GIVEN TEXT section start

Signs, Games + Messages
Harumi Rhodes, violin, Richard O’Neill, viola, David Requiro, cello, and David Korevaar, piano
Streamed from CU-Boulder’s Grusin Hall

Karol Szymanowski: Mythes, Op. 30
György Kurtág: Signs, Games and Messages
Fauré: Piano Quartet No. 2 in G minor, Op. 45

7:30 p.m. on Tuesday, Oct. 27, on CU Presents 

__________________

See all remaining Faculty Tuesday performances here.

Takacs Quartet announces change of violist

Geraldine Walther to retire in 2020, after 15 years with quartet

By Peter Alexander Oct. 10 at 4:55 pm.

The Takacs Quartet, in residence at the University of Colorado, Boulder, has announced that retirement from the group of violist Geraldine Walther. She will be replaced by violist Richard O’Neill starting in June 2020.

unnamed-3

New Takacs membership, starting in 2020: From left, Richard O’Neill, viola; András Fejér, cello; Harumi Rhodes, second violin; Ed Dusinberre, first violin.

The other current members of  the quartet are first violinist Edward Dusinberre, who joined in 1993; second violinist Harumi Rhodes, who joined in 2018; and cellist András Fejér, the sole remaining original member of the group.

The original Takács Quartet was formed by four students at the Franz Liszt Academy of Music in Budapest, following a pickup soccer game. That quartet, comprising Gábor Takács Nagy, Karoly Schranz, Gábor Ormai and Fejér, first came to Boulder in 1986 as artists-in-residence at the CU College of Music. In addition to maintaining a high profile international career, the quartet presents an annual concert series on the CU campus that sells out two performances of each program, and frequently collaborate with their faculty colleagues.

Walther was quoted in a statement released by the Takacs Quartet: “I have loved being a member of the Takács Quartet and am grateful for all the friends I’ve made along the way. I am very happy to hand the baton over to the wonderful violist and musician, Richard O’Neill, and wish the group every success for their future together!”

O’Neill wrote, “Joining the Takács Quartet is the greatest honor of my life. I am thrilled to follow in the footsteps of one of my heroes, the great Geraldine Walther, whom I have listened to and adored since I was a child.”

GIVEN TEXT section end
RECORDS PROVIDED section start

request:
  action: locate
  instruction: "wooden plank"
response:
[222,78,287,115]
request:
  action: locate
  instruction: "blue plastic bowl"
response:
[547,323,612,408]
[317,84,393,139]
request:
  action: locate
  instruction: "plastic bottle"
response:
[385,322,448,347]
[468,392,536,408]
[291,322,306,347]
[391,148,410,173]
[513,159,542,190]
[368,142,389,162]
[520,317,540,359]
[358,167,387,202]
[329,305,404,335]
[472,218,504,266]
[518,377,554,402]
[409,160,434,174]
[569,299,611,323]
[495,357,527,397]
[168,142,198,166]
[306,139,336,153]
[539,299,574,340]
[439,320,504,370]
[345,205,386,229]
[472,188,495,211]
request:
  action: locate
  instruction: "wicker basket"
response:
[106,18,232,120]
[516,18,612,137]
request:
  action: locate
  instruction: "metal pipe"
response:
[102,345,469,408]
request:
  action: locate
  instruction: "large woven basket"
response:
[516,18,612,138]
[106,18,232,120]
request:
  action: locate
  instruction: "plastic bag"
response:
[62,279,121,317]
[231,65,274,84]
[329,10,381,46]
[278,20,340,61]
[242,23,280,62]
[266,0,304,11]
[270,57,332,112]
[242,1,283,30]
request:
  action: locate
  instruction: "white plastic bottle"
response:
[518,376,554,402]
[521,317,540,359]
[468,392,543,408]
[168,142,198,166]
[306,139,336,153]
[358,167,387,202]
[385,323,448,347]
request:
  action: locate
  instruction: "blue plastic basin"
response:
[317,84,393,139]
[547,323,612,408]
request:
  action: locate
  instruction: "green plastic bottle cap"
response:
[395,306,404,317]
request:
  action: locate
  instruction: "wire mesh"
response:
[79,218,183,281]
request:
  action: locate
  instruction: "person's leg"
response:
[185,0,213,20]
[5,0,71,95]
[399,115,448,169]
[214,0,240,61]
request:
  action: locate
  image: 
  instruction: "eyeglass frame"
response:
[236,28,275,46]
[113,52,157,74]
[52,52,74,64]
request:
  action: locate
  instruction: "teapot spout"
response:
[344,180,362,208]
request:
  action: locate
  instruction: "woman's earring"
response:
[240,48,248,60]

RECORDS PROVIDED section end
RECORDS PROVIDED section start

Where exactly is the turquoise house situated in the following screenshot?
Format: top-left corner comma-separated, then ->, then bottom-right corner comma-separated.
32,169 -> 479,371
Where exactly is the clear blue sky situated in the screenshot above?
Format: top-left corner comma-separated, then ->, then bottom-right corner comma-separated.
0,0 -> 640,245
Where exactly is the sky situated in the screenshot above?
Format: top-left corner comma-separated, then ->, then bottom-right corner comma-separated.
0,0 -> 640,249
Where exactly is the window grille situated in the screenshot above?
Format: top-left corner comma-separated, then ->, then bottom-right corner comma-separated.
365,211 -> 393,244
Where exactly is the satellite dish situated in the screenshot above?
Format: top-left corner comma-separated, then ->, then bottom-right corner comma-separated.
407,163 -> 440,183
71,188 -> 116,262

RECORDS PROVIDED section end

=== TASK BRIEF ===
Write the next part of the article on the Takács Quartet's change of violist, starting after Richard O'Neill's statement. The lines have nothing to do with what you are asked to do here.

=== ANSWER ===
CU College of Music Dean John Davis wrote: “Walther, whose exceptional artistry has contributed to the long-standing success and reputation of the Takács Quartet, will be sorely missed by the many people who have been impacted by her music, friendship, teaching and warm spirit. She has been a treasured part of the College of Music family, and her immense contributions here will be felt for many years to come.

“The addition of Richard (O’Neill) to the quartet is to be celebrated. Richard is a musician of the highest caliber and we are beyond thrilled that he will become the newest member of the Takács Quartet and contribute to the ongoing stellar level of the group. We welcome him to the College of Music!”

walther.cuphoto

Gerladine Walther. CU Photo.

Walther joined the Takacs Quartet from the San Francisco Symphony, where she was principal violist for 29 years. Early in her career she won the William Primrose International Competition. In addition to CU, she taught at the San Francisco Conservatory, Mills College in Oakland and Notre Dame de Namur University in Belmont, Cal.

She also has appeared a chamber music festivals from Marlboro, Vt., to Santa Fe N.M., and frequently performed as a solo artist. Her chamber music performances include collaborations with Isaac Stern and Pinchas Zuckerman, and the Guarneri, Tokyo and St. Lawrence quartets.

unnamed-2

Richard O’Neill

Korean-American violist O’Neill has been artistic director of Ensemble DITTO, founded in 2007 to introduce chamber music to a wider and younger audience in South Korea and Asia, throughout its 13-year existence. He is an artist of the Chamber Music Society of Lincoln Center and principal violist of Camerata Pacifica in Santa Barbara, Cal.

Walther will perform with the quartet for the remainder of the their campus concerts of the 2019-20 academic year. Her last performance with the group will be at the Prague Spring Festival on May 22, 2020. O’Neill will then succeed her starting with a performance at the Music Academy of the West in Santa Barbara, where he is currently on the faculty.